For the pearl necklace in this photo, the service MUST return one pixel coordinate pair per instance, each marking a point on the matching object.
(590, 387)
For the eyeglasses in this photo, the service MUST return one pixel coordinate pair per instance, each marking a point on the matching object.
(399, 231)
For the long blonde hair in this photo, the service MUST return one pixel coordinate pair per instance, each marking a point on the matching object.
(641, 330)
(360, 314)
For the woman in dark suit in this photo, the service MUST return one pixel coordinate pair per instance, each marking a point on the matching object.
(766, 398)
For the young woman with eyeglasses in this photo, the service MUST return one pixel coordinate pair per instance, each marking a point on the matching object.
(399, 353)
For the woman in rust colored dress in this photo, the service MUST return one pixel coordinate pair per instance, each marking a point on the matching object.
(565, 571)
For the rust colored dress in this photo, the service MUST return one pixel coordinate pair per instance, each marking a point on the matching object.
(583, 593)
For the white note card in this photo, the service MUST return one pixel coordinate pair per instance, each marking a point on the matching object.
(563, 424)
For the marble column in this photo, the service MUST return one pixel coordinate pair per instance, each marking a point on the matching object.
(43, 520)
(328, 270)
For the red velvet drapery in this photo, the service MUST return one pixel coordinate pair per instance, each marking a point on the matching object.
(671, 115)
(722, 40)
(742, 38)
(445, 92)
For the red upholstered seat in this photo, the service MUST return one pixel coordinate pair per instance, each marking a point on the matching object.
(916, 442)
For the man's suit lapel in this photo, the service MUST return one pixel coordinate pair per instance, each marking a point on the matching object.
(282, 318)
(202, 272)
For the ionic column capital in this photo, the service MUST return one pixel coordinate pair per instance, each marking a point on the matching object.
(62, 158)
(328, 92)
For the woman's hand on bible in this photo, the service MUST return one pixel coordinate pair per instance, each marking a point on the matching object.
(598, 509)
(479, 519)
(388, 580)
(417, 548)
§ §
#### REQUIREMENTS:
Rewrite the part of the listing that starts with the line containing "For the woman's" and runs to the end of the listing, keeping the request line unchanged and shifting every number in the answer coordinates up by 24.

#### TASK ANSWER:
For the woman's hand on bible in this photo, the service MUST return one pixel coordinate pair per instance, each marking a point on the matching object.
(622, 533)
(503, 543)
(412, 604)
(441, 572)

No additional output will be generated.